======== Provided records

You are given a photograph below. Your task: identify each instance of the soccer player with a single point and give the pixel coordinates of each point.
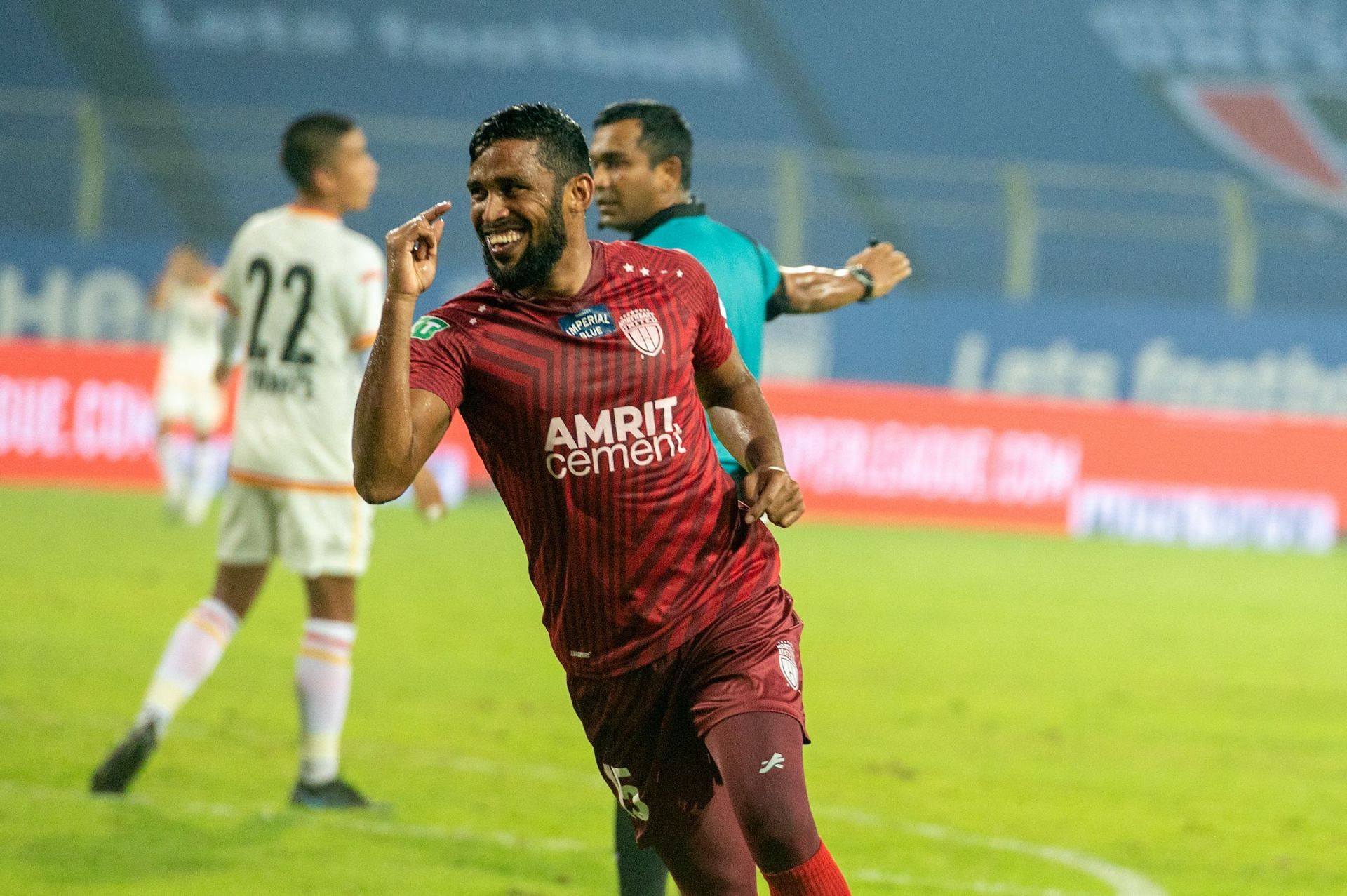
(306, 291)
(582, 370)
(643, 174)
(186, 392)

================

▶ **Exercise task**
Give the records above as a two-column CSV with the headers "prompt" and "points", one row per record. Put each record's text and its answer in a single quoted field each, replace line breaks with spaces, and leave the pictures out.

▶ **Worked answer**
prompt,points
"You are given a photograph below. Your task: identify each instance of the soccer player with a single point and give the pixel coordinates of each point.","(306, 291) (582, 370) (643, 174) (186, 392)"